%%

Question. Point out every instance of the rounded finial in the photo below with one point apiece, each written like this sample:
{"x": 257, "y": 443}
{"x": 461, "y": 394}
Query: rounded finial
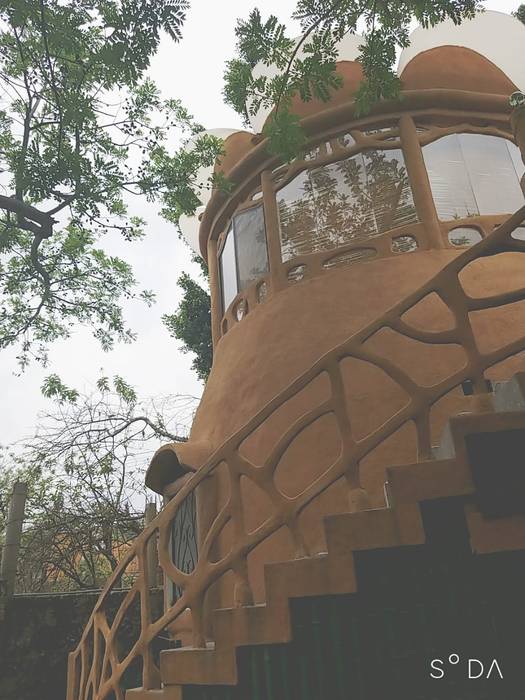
{"x": 517, "y": 99}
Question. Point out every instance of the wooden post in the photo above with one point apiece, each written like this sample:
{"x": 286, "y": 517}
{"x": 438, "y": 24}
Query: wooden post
{"x": 152, "y": 555}
{"x": 13, "y": 536}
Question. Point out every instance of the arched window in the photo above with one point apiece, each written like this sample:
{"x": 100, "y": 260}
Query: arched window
{"x": 184, "y": 551}
{"x": 350, "y": 200}
{"x": 474, "y": 174}
{"x": 244, "y": 255}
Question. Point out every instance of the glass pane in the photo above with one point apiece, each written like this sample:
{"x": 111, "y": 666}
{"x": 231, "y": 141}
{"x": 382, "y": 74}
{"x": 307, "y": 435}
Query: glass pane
{"x": 228, "y": 271}
{"x": 449, "y": 181}
{"x": 389, "y": 189}
{"x": 517, "y": 160}
{"x": 297, "y": 216}
{"x": 250, "y": 237}
{"x": 351, "y": 200}
{"x": 492, "y": 173}
{"x": 474, "y": 174}
{"x": 184, "y": 552}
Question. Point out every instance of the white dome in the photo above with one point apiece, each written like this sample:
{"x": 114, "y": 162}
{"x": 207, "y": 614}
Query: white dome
{"x": 495, "y": 35}
{"x": 348, "y": 50}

%%

> **The problem**
An exact copy of the lines from the one with "Query: arched window" through the last line of the listing is the whole answer.

> **Answer space**
Query: arched window
{"x": 184, "y": 551}
{"x": 350, "y": 200}
{"x": 474, "y": 174}
{"x": 244, "y": 255}
Question. Point out every instance of the glass pane in the photo above with one point apiece, each written like this sample:
{"x": 111, "y": 666}
{"x": 231, "y": 141}
{"x": 382, "y": 74}
{"x": 307, "y": 435}
Query: glass pane
{"x": 228, "y": 271}
{"x": 449, "y": 181}
{"x": 389, "y": 189}
{"x": 517, "y": 160}
{"x": 297, "y": 216}
{"x": 250, "y": 237}
{"x": 351, "y": 200}
{"x": 492, "y": 173}
{"x": 474, "y": 174}
{"x": 184, "y": 552}
Question. Point out every instance of the white dome in the photo above with one point apiece, each written like this sample:
{"x": 114, "y": 162}
{"x": 207, "y": 614}
Query: white dome
{"x": 495, "y": 35}
{"x": 348, "y": 50}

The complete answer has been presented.